§ WHAT IS ASKED: Could you return every line of the listing below word for word, with nothing changed?

+++

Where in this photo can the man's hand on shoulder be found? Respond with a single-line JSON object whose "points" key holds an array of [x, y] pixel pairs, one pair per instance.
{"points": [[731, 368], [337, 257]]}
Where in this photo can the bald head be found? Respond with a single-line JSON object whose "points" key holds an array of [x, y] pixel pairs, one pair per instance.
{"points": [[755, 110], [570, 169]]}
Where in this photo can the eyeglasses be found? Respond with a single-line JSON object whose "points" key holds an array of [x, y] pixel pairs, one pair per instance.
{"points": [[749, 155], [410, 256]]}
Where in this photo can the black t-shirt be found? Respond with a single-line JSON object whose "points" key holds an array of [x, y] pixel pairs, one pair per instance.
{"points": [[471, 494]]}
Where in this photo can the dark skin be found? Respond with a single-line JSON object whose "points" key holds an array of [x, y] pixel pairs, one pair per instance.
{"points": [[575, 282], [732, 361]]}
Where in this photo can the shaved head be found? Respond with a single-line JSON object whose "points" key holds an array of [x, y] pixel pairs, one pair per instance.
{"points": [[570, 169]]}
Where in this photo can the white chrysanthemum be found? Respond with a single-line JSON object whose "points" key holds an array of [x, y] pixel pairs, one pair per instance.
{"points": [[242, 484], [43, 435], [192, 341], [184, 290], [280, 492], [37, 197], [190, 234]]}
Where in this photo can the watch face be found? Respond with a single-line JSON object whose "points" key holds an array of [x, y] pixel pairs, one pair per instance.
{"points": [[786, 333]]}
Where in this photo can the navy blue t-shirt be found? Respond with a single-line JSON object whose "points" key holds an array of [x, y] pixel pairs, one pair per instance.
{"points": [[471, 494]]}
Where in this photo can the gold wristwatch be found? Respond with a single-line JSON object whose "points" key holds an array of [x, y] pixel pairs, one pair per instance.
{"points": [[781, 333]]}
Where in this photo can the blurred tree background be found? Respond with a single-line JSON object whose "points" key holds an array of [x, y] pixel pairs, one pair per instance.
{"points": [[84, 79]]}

+++

§ WRITTEN ANSWER:
Where in this photo can the man's hand on shoulder be found? Respond with a single-line JSON object whose "points" key holds an array of [x, y] pixel pairs, one pair per instance.
{"points": [[731, 368], [337, 257]]}
Where in this photo can the bald head be found? Respond with a single-line JSON object whose "points" key holds an array of [x, y] pixel pairs, one pair per instance.
{"points": [[755, 110], [570, 169]]}
Where in this photo can the eyeglasses be found? Respond with a single-line JSON object whose "points" key holds an array of [x, y] pixel pairs, one pair per instance.
{"points": [[749, 155], [410, 256]]}
Where in this photo can the black t-shirt be found? Respond with a single-line JSON object whose "points" key holds an array of [x, y] pixel pairs, one pair per instance.
{"points": [[471, 494]]}
Where in this photo can the dark skin be found? Respond with a single-line JSON object whose "points" key holds an array of [x, y] pixel pairs, one pair per instance.
{"points": [[575, 282], [732, 361]]}
Where in this photo can the shaved head be found? Respond with a single-line JSON object whose "points" key holds an array of [x, y] pixel pairs, one pair per instance.
{"points": [[570, 169]]}
Where in this photo can the white chrysanthemum be found? Respond with a single-line JSON object whose "points" key holds an array of [x, y] pixel pairs, one pair per instance.
{"points": [[242, 484], [43, 435], [192, 341], [184, 290], [280, 492], [37, 197], [190, 234]]}
Where in this photo can the watch face be found? Respond with a single-line JSON object whose "points" key holds an array of [x, y] pixel pairs, one pair per instance.
{"points": [[786, 333]]}
Where in this photo can the navy blue t-shirt be found? Respond with a single-line JSON object whose "points" key holds an array of [x, y] pixel pairs, one pair per instance.
{"points": [[471, 494]]}
Where in this photo can the gold wristwatch be found? Respond with a single-line JSON object whose "points" key holds an array of [x, y] pixel pairs, one pair per instance.
{"points": [[781, 333]]}
Where in this photo can the blurred tree background be found? Respond with a single-line JSON object whose "points" key holds an array of [x, y] pixel pairs, one pair per instance.
{"points": [[84, 79]]}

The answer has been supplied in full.